ACTIVITY: Please transcribe exactly, and only, the lines of the data below between the line holding "Each <instance> should" and the line holding "box: [70, 152, 77, 209]", inclusive.

GIVEN ENTRIES:
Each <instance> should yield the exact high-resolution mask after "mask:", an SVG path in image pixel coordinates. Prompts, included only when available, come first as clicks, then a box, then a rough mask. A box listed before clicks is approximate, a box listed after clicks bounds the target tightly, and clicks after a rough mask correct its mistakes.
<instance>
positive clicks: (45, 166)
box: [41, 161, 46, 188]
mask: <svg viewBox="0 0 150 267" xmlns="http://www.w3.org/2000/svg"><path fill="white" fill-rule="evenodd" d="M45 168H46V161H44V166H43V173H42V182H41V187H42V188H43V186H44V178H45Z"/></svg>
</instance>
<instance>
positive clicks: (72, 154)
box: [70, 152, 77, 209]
* * *
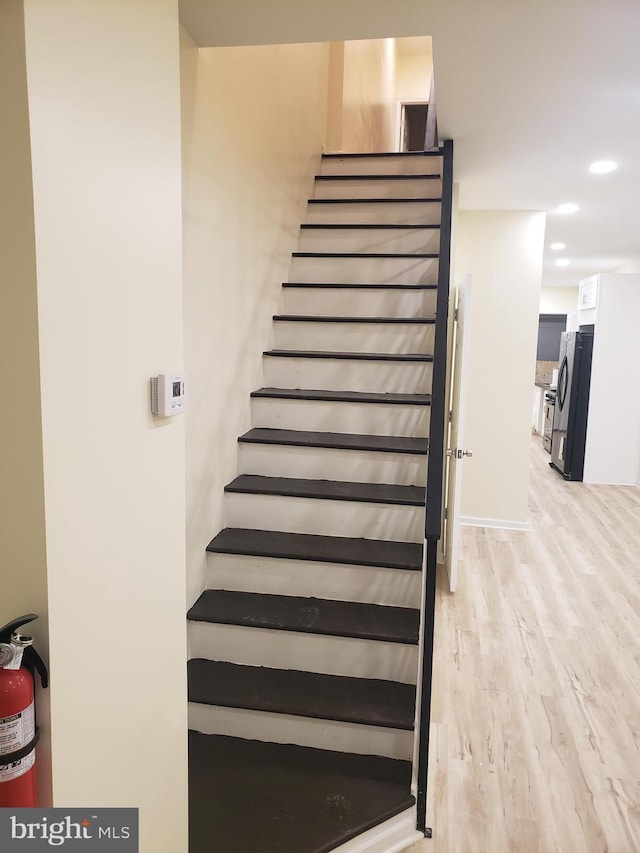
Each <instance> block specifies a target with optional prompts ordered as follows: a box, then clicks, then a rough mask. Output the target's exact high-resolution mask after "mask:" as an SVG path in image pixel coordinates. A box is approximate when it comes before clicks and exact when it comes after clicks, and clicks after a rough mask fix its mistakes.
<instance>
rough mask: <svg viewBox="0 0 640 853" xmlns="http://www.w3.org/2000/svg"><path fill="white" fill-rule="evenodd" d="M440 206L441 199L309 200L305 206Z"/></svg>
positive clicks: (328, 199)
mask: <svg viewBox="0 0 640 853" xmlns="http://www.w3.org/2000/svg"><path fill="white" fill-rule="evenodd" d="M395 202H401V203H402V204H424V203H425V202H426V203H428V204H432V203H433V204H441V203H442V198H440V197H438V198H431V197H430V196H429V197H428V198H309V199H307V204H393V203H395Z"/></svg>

PROBLEM SOLUTION:
Each <instance> should yield the exact high-resolution mask after "mask:", an SVG path in image pixel coordinates. Prompts, included only when available, come first as clicks, then a box, then a rough mask. A box listed before clicks is approximate, a box listed after clicks bounds the target tightly, and clicks after a rough mask correct its mistakes.
<instance>
positive clicks: (45, 166)
box: [41, 161, 46, 188]
mask: <svg viewBox="0 0 150 267" xmlns="http://www.w3.org/2000/svg"><path fill="white" fill-rule="evenodd" d="M45 168H46V161H44V166H43V173H42V182H41V187H42V188H43V186H44V178H45Z"/></svg>
</instance>
<instance>
positive clicks: (72, 154)
box: [70, 152, 77, 209]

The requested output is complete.